START DATA FOR THIS EXERCISE

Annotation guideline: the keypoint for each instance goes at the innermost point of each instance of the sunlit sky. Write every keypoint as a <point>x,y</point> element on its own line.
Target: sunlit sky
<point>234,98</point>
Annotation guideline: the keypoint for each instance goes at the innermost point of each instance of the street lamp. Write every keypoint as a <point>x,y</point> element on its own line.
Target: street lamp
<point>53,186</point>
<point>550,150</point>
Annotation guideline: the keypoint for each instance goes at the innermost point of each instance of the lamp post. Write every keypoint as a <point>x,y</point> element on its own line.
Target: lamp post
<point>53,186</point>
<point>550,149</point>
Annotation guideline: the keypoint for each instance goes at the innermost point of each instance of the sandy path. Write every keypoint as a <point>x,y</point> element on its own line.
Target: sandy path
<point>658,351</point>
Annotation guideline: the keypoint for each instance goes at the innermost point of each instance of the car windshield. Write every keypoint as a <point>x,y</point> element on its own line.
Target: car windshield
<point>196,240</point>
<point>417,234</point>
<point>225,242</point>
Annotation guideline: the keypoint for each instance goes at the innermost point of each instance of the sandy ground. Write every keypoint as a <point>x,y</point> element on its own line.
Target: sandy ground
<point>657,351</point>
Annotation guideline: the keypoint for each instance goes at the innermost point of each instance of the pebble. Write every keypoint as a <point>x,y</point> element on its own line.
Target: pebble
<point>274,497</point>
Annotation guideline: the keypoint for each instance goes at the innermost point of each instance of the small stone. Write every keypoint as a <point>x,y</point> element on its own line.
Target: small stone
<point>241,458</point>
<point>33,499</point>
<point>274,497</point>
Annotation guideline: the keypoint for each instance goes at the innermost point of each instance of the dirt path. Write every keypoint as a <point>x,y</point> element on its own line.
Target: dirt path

END DATA FOR THIS EXERCISE

**TASK DIRECTIONS**.
Copy the entire listing above word for word, keeping every line.

**TASK OUTPUT**.
Annotation guideline: the keypoint for each instance goes at the innermost point of each instance of the sunlit sky. Write every keypoint as a <point>x,y</point> element on its own line.
Target: sunlit sky
<point>234,98</point>
Annotation guideline: the keypoint for each instance goes at the innermost point of each instance of the street lamp. Write every keypoint as a <point>x,y</point> element on its own line.
Target: street lamp
<point>53,186</point>
<point>550,150</point>
Annotation guideline: the keypoint for each instance goes at the innermost point of each instance of the lamp post. Write every keypoint as a <point>x,y</point> element on its own line.
Target: lamp post
<point>53,186</point>
<point>550,149</point>
Annotation guideline: the keypoint for each instance goes at the innermost point of each instance of the sandy path. Write every keypoint as a <point>x,y</point> element on its own line.
Target: sandy path
<point>658,351</point>
Annotation guideline: the keypoint for each instance goes at the innermost point of each instance of the car windshield. Write every keypoint as a <point>x,y</point> element on its own line.
Target: car windshield
<point>196,240</point>
<point>417,234</point>
<point>225,242</point>
Annotation guideline: the keypoint for each instance goes at the innermost point of each instance of the sandy ground. Write every keypoint as a <point>x,y</point> element on its own line.
Target: sandy ground
<point>657,351</point>
Annotation guideline: the keypoint for each instance goes at the innermost point of each instance of the pebble. Write every keypoint as a <point>x,y</point> element on its own line.
Target: pebble
<point>274,497</point>
Annotation guideline: the keypoint for each instance goes at the innermost point of each instance of the small stone. Write every keypoint as a <point>x,y</point> element on its own line.
Target: small stone
<point>241,458</point>
<point>33,499</point>
<point>274,497</point>
Annotation guideline: the keypoint for each instance goes at the innermost point of each instance of the dirt path. Write every keypoint as a <point>x,y</point> element on its own line.
Target: dirt path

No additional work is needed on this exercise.